Make an exact copy of all the entries, with the pictures left out.

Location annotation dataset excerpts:
§ §
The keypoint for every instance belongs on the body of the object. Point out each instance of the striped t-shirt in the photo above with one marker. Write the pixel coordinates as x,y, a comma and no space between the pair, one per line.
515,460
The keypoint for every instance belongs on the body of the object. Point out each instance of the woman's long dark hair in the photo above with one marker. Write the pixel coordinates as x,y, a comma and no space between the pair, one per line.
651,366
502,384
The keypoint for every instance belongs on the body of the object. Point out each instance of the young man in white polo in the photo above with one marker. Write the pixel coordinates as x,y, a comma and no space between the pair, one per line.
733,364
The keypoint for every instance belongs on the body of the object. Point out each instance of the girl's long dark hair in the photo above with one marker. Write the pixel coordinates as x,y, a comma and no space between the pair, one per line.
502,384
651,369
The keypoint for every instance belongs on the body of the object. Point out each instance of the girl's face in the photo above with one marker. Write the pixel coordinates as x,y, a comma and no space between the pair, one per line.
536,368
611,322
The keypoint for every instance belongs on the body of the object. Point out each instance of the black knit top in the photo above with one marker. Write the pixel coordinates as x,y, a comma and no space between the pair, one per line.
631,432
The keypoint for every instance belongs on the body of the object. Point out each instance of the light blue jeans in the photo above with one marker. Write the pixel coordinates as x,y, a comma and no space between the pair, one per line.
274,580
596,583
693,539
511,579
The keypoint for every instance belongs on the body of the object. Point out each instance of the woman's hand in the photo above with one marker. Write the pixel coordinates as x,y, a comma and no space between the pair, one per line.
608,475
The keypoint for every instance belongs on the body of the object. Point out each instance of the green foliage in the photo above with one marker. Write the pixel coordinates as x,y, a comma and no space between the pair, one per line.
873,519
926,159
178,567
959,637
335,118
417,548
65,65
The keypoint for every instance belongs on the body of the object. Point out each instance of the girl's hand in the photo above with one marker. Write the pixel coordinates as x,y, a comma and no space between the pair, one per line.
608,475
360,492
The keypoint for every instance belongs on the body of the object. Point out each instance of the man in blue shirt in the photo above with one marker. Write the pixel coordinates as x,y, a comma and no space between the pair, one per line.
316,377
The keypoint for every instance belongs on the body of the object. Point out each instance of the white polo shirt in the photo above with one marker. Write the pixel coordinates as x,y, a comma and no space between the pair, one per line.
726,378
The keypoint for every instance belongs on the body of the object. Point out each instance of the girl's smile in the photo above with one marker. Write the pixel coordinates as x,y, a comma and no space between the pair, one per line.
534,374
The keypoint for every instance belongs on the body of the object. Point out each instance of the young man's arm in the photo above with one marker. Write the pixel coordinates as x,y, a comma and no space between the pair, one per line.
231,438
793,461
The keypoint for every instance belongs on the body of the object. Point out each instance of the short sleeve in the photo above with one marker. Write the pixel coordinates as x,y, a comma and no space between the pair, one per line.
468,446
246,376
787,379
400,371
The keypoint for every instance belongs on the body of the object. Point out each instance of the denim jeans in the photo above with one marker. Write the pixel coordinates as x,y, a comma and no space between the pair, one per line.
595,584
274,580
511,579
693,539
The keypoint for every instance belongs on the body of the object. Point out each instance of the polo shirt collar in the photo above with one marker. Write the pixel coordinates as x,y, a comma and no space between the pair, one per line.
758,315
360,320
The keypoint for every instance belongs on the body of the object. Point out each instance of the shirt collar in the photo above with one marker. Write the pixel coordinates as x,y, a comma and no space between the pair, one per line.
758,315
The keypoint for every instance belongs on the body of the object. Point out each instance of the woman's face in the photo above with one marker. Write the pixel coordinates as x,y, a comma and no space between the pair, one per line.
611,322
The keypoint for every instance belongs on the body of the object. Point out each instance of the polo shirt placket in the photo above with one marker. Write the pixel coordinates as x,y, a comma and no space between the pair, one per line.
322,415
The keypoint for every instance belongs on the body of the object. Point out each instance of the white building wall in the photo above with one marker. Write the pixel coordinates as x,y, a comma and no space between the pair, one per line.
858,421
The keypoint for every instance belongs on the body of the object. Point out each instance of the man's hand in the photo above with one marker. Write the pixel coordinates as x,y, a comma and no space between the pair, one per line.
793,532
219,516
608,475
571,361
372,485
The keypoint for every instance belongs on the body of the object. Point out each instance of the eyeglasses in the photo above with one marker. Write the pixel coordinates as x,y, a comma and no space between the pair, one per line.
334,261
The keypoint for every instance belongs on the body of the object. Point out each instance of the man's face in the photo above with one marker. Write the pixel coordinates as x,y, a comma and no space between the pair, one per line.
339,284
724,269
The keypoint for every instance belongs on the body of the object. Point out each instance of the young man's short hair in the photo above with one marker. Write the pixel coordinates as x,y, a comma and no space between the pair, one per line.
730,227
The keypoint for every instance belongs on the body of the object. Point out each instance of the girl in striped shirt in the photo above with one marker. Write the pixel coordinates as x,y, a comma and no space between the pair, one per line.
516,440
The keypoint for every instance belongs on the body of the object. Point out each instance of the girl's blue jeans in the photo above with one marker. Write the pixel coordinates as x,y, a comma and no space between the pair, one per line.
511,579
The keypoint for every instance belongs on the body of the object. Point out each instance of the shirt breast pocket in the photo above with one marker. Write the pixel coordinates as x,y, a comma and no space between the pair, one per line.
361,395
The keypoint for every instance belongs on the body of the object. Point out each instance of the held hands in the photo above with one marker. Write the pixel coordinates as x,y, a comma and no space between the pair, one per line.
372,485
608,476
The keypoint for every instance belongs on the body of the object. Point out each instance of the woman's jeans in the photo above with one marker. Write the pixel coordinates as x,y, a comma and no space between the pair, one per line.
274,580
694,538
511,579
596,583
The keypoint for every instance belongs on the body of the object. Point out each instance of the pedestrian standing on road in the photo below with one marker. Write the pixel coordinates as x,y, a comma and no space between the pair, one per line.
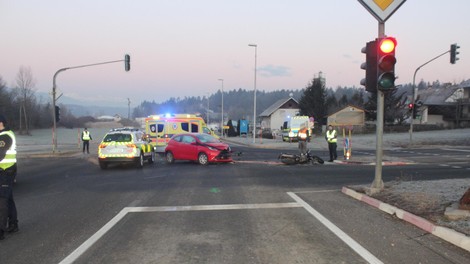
302,136
86,137
8,213
331,137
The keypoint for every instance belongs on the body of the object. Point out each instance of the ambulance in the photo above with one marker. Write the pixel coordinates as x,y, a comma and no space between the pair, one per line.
160,128
291,127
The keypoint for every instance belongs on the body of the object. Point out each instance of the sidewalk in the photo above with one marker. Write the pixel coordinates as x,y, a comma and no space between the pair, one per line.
443,229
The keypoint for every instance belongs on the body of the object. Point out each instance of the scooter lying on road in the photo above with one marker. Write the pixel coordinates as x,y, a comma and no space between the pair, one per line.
291,159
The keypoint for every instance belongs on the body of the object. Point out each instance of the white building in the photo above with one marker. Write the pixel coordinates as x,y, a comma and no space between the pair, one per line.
§ §
Solved problem -
The keypoint for every instance belongs on the body of the object. Point out each instance of the striped t-shirt in the photo above with one marker. Write the pixel coordinates as x,y, a comma and no space between the pair, one per line.
515,460
The keypoint for every instance belongs on the body of the object. Point out each instance of the woman's long dark hair in the photo above with one marker. Write the pixel coordinates as x,y, a comma and no space between the pair, one per line.
651,366
502,384
The keypoint for every instance belongs on the body of the object. Point out each instance of the young man in white polo in the photo above with one marker. Write the pixel coordinates as x,y, a comma and no space between the pair, one per line.
733,364
The keypoint for every instance belongs on the body of the object. Point out each instance of the girl's long dark hair in the photo above with one marker. Write the pixel coordinates as x,y, a comma and no space between the pair, one per line.
502,384
651,369
The keypoint for every instance belongs on the body of the object. Point out each instance of the girl's face in the photo above with one marker. Write the pixel coordinates as x,y, a comma and no space between the pair, one per line.
536,368
611,322
The keypoint for every instance belongs on the body of the object. Point out each instance of the black knit top in the photo above with one marker. Write the pixel coordinates as x,y, a comma and no space between the pair, one per line.
631,432
The keypoint for every instance belongs on the body of the object. Point out each instance of the light blue jeans in the photo above with one marker. Write the pixel coordinates as x,y, a comma and no space between the pair, one per line.
274,580
596,583
693,539
511,579
The keypoint for every instance belongs on the body of the object. Point out each instance of the woman's hand in the photo above with one marker. Write the pixel coordinates as x,y, a comma and no space between the pair, one per line.
608,475
The keypoint for every instance belongs on the body of the object. Point out each instance of the green foliage in the photo above with one marker. Write the pixel coordinates as x,y, a comma and no space between the pair, one per line.
873,519
926,159
178,567
959,637
335,118
417,548
65,65
The keypoint for every instance belongs on the body of the object. Point out each instance of the girl's hand in the photo above with one marker. Write the pixel coordinates as x,y, a comma and no space between the pair, one per line.
608,475
360,492
The keypoint for every instance belongs on the body of the object. Point out each instance of the man in blue shirt in the photo above with one marker. Write the pixel coordinates as x,y, a comma and no space between the pair, one per line.
316,377
The keypoint for every instance belongs on the body of the object. Point out each instance of the white polo shirt in the photo above with one marker. Write the pixel coordinates as x,y, a comma and no space between the pair, one per line.
726,378
The keypoint for every instance belongs on the body of the object. Point out each instance of the girl's smile in the photo above with one marker. Write the pixel coordinates as x,y, a comma and no space between the pair, one per line.
534,374
The keypoint for every instance belongs on the body of the object. Point out each instance of the young man's arm in the photo above with one marker. Write the pixel coordinates as x,y, a comma and no space between the pair, one per line.
231,438
793,461
The keypoint for every instance belongs on the body of the object. Point out each instance of the short sleeve in the photo above with one marker. Write the pixel coordinates as x,y, a comma and no space between the pair, one per line.
468,446
246,376
787,379
400,371
The keypoint for every instance belongs on the body of the object. Point out each instance of the denim jeans in the photo above with one marker. Write the pixel coordinates as x,y, a comma and no space between the pair, one per line.
595,584
274,580
511,579
693,539
The keypoint for every instance belongs on the body of the object. Point out each instance of the polo shirt collar in the photo above with one marker. Write the pixel coordinates as x,y, a comma and no space between the pair, one per line.
758,315
360,320
The keypoint for every instance belongs on the body of the object. Point out each instance of the shirt collar in the photo above with one marker. Write the pixel coordinates as x,y, a comma and no space between the pair, one per line.
758,315
The keypoint for every instance belongs on the body of the object. Point out each instance of the woman's face in the photo above with one marker. Write the pixel coordinates as x,y, a comma and no space between the pair, one per line.
611,322
The keypoint for every instance belongs on the body of the object. Point out each instance of the polo shirt placket in the photo above with one marker. Write the pixel coordinates as x,y, a comma and no space between the pair, one per line.
322,415
The keypoint for every instance belongs on the body of the object. Point out each instance of the white building wall in the photo above with one marker. Write the pixel coordinates as x,y, a comma and no space between the pair, one per line.
858,421
The keypoint for every instance belongs on the body of the object. Point out each instance of the man's hand in the photo above with one marker. Write the pixel coordinates as x,y, a comma and no space between the pair, one per line.
793,532
219,516
608,475
571,361
372,485
The keypoint for every instance belongs on the body of the object. Point out each instance of the eyeglasses in the photo above with one marker. Write the pixel coordinates as x,y, a comma and no space between the pair, one per line.
334,261
The keypoint for every instance belongs on the body of the object. Point out each instance of the man's face in the photo above with one marker. Write the pixel coordinates as x,y, a comma and no space between the pair, one per line.
339,284
724,269
The keypoint for every instance belongs on the body of the object. Point out each instance of the young man's short hair in the photo above with one marker. Write the pixel coordinates as x,y, a comma and no space between the pair, one per line.
730,227
The keypoint for every instance belongs on the body of the object. Point out each instance of the girl in striped shirt in the photo above with one marker. Write the pixel coordinates as x,y, a comma and no space between the pair, one per line.
516,440
The keypoint for every instance belongs on the body of the object. Point out each instance of the girl's blue jeans in the photo above with one marker. Write the pixel coordinates as x,y, a comma and no space between the pair, one per line.
511,579
The keypoint for every instance belongs on the body of the object. Point out each instance of the shirt breast pocket in the photo above with one marker. Write the pixel coordinates as x,y, a comma and no space between the pair, one per line.
361,395
The keypoint for every instance belongs on the body of the object. Point out each instance of the held hands in the photo above with one marker. Write the pixel coordinates as x,y, a comma and no space between the pair, one per line.
372,485
608,476
The keypoint for every instance belongs on the body of the object. Point out each instance of the woman's jeans in the photo above with one marker. Write the pixel coordinates as x,y, a comma and no space between the pair, one per line.
274,580
694,538
511,579
596,583
The keypoint for every instance belongs on the body of the object. Point out each instance of the pedestrian standing on road in the photo below with one marker. Write the pixel coordinates as x,y, a comma and no space between the pair, one per line.
302,136
86,137
8,213
331,137
The keypoint for every instance belongs on the body of the object. Point out each instance of the ambulance in the photo above with one marker. Write the pixel coordinates as x,y, a comma and no space between the pair, one per line.
160,128
291,127
The keypoint for every instance belongs on the body of the object. Point out each instance of the sidewalk in the photo above with one marker. Write the pixel coordinates as x,y, a comma and no space between the pair, one per line.
443,229
The keypoint for every instance belongs on the body of the object. Point out each instance of the scooter lying on road in the photo above with one marker. Write the pixel coordinates as x,y, a comma and no space between the pair, one per line.
291,159
The keypoint for every instance belongs on the body of the object. Point out each instance of the white building in the photo above with one marker. Write the pixel coordinates as x,y, a comma and no space between the pair, one per line.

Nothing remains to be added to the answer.